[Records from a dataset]
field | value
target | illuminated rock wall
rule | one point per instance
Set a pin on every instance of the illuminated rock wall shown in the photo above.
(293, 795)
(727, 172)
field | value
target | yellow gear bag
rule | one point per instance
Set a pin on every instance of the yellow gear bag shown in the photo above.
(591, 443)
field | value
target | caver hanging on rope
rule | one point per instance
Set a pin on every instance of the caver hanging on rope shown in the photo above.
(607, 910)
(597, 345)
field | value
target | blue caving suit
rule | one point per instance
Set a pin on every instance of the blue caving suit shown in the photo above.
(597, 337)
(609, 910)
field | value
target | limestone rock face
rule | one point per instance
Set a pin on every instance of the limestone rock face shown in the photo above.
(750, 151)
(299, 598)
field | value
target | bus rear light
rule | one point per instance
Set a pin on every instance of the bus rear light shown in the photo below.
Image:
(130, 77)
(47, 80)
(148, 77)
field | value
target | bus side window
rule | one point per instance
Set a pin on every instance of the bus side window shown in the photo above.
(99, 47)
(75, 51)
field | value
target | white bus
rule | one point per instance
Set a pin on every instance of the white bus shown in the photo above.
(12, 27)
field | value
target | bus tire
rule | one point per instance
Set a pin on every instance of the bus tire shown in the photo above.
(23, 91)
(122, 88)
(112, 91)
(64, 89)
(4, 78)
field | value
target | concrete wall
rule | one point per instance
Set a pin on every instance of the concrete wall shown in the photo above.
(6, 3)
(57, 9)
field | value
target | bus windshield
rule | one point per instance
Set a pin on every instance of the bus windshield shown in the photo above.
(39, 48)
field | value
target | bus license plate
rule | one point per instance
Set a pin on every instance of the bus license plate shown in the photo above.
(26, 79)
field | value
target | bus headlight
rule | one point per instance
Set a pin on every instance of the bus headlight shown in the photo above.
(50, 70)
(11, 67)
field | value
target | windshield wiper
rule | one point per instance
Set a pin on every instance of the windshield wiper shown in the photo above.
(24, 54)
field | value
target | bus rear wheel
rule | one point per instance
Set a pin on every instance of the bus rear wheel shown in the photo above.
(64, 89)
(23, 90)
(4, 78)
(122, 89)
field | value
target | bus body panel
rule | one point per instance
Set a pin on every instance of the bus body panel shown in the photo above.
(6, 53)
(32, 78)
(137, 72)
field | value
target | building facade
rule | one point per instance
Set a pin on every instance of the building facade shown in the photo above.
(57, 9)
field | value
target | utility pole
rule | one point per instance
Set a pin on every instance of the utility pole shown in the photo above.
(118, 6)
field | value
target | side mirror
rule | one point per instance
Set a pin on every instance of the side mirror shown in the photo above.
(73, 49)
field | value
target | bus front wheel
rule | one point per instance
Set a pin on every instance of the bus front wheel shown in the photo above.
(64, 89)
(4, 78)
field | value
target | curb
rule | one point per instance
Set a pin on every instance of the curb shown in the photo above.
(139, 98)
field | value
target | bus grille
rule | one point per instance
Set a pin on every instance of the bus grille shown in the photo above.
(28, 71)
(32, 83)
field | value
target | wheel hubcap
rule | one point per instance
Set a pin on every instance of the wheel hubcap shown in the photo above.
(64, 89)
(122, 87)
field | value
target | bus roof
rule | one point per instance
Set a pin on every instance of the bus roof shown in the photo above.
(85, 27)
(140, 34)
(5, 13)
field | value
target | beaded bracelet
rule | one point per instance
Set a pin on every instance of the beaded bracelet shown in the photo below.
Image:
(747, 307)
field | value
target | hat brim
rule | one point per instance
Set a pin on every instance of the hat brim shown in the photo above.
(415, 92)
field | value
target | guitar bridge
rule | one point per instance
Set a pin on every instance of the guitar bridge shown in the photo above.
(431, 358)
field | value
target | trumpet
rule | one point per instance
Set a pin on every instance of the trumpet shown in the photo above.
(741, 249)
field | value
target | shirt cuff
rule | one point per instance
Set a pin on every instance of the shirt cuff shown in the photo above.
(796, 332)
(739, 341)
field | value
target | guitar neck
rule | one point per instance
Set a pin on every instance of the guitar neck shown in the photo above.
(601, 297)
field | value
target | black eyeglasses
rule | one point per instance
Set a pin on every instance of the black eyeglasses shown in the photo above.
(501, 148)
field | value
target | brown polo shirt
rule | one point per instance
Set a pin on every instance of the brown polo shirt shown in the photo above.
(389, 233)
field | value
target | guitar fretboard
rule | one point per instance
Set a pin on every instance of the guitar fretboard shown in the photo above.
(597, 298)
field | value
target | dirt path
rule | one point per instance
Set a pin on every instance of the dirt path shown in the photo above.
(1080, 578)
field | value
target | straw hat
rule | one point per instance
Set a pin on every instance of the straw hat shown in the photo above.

§ Work to complete
Please transcribe the entries above exactly as written.

§ Exercise solution
field | value
target | illuminated rock wall
rule | one point per instance
Set a pin on every instance of the illuminated rock wall shown in the photo above.
(293, 795)
(727, 172)
field | value
target | yellow gear bag
rule | one point per instance
Set a pin on every instance of the yellow gear bag shown in the photo above.
(591, 443)
field | value
target | caver hanging on rope
rule | one point per instance
Set a pin on every instance of the caver hanging on rope shown in the photo above.
(607, 910)
(597, 345)
field | value
target | blue caving suit
rule | one point per instance
Set a pin on every instance of the blue caving suit shown in the photo above.
(597, 337)
(609, 910)
field | value
target | limestone rock face
rule | one point per instance
Set a pin on every instance of the limestone rock face shown in the photo above.
(750, 151)
(299, 598)
field | value
target | bus rear light
rule | one point per instance
Set a pin on every instance of the bus rear light shown in the photo below.
Image:
(130, 77)
(47, 80)
(148, 77)
field | value
target | bus side window
rule | one point per instance
Set a pin on every instance of the bus side window shown in the photo above.
(99, 47)
(75, 51)
field | value
target | white bus
rule | one point per instance
Set a pin on every instance of the white bus shown in the photo above.
(12, 27)
field | value
target | bus tire
rule | one point per instance
Set a pin on every instance of the bus tire shown in the photo above.
(23, 91)
(122, 88)
(112, 91)
(64, 89)
(4, 78)
field | value
target | concrete wall
rule | one point per instance
Set a pin on every instance of the concrete wall shown in the photo above.
(6, 3)
(57, 9)
field | value
target | bus windshield
rule | one point per instance
Set a pin on every instance of the bus windshield shown in the photo above.
(39, 48)
field | value
target | bus license plate
rule | one point per instance
Set a pin on every instance of the bus license plate shown in the photo above.
(26, 79)
field | value
target | bus headlight
rule | one point per instance
Set a pin on every instance of the bus headlight shown in the photo above.
(50, 70)
(11, 67)
field | value
target | windshield wiper
rule | one point per instance
Set a pin on every instance of the windshield wiper shown in the photo above.
(24, 54)
field | value
target | bus rear wheel
rule | one point per instance
Set a pin on every instance of the bus rear wheel shown in the photo above.
(64, 89)
(23, 90)
(4, 78)
(122, 89)
field | value
target | bus body panel
rule | one point per instance
Set a pin on every instance of the bus body panel shown in the photo above.
(6, 53)
(32, 78)
(137, 72)
field | value
target | building facade
rule | one point per instance
Set a pin on every instance of the building facade shown in the photo above.
(57, 9)
field | value
target | utility pole
rule | one point per instance
Set a pin on every instance of the utility pole shown in the photo above.
(118, 6)
field | value
target | side mirror
rule | one point per instance
Set a pin on every instance of the side mirror shown in the photo above.
(73, 49)
field | value
target | bus front wheel
rule | one point per instance
Set a pin on every instance of the bus front wheel shown in the photo above.
(64, 89)
(4, 78)
field | value
target | curb
rule | one point per instance
Set a pin on every instance of the curb shown in the photo above.
(139, 98)
field | value
target | bus grille
rule | one point per instance
Set a pin on every instance of the bus grille shown in the photo above.
(28, 71)
(32, 83)
field | value
target | wheel hubcap
rule | one point per instance
Set a pin on every instance of the wheel hubcap shown in the photo above.
(64, 89)
(122, 87)
field | value
target | bus roof
rule | one point per instance
Set a pin on every instance of the bus roof shown in the photo above.
(85, 27)
(140, 34)
(5, 13)
field | value
target | beaded bracelet
rule | one point per instance
Set a pin on every instance of the beaded bracelet shown in the photo below.
Image:
(747, 307)
field | value
target | hat brim
rule | one point per instance
Set a pin on every instance of the hat brim shown in the photo above.
(415, 92)
field | value
target | guitar bridge
rule | one point per instance
Set a pin on every instance of the guitar bridge shown in the photo above.
(431, 358)
field | value
target | trumpet
rule | one point per instance
Set a pin on every instance of the trumpet shown in the photo above.
(741, 249)
field | value
target | shirt cuff
rule | one point per instance
Set a pin on every instance of the shirt cuff shown in the photo above.
(796, 332)
(739, 341)
field | value
target | guitar neck
rule | one point per instance
Set a pin on every instance of the guitar neck shown in the photo above.
(601, 297)
field | value
target | black eyeglasses
rule | one point per instance
Set a pin on every instance of the black eyeglasses shown in the photo above.
(501, 148)
field | value
target | brown polo shirt
rule | one point per instance
Set a pin on every instance of the brown polo shirt shown in the photo above.
(389, 233)
field | value
target | guitar fretboard
rule | one point per instance
Set a pin on every instance of the guitar fretboard shown in the photo above.
(597, 298)
field | value
target | dirt path
rule | one point per instance
Set a pin on every instance of the dirt path shown in the photo above.
(1080, 578)
field | value
target | straw hat
rule | one point per instance
Set a pin on every instance of the straw hat shown in the photo above.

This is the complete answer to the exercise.